#### [REQUIREMENTS]
Write out the entries again from the first line through the line that has "[(65, 247)]", requests included. Shift every coordinate in the answers up by 40, and leave the numbers in the requests and their format samples alone.

□ □ □ □

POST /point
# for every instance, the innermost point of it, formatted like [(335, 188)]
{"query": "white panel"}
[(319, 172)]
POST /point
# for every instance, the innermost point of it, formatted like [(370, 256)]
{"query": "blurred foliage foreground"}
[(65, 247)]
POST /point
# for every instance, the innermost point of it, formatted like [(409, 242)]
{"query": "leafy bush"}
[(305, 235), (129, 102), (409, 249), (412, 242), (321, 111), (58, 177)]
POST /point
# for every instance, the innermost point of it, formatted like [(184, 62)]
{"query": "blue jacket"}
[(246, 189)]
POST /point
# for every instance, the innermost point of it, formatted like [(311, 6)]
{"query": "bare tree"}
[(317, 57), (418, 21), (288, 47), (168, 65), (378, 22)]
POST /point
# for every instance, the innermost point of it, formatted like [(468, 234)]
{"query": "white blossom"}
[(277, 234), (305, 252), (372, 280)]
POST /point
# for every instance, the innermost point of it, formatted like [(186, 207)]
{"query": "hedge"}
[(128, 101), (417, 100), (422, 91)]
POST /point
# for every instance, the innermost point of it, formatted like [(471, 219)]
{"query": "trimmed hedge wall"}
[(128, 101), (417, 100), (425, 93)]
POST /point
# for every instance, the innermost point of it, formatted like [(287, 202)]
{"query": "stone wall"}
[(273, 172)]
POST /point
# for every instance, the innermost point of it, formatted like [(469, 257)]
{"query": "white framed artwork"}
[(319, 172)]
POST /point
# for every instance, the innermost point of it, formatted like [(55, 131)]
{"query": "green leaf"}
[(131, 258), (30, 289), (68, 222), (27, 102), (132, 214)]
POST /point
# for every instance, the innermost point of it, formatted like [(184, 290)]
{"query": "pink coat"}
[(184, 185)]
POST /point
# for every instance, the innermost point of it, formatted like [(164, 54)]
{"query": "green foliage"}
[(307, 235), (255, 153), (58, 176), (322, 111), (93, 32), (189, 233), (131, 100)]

□ □ □ □

#### [EXERCISE SOLUTION]
POST /point
# for every instance, the innermost point of it, formatted like [(335, 188)]
{"query": "white panel"}
[(359, 212)]
POST /point
# for every instance, the innermost point of it, formatted like [(370, 256)]
{"query": "blurred foliage foreground"}
[(105, 287)]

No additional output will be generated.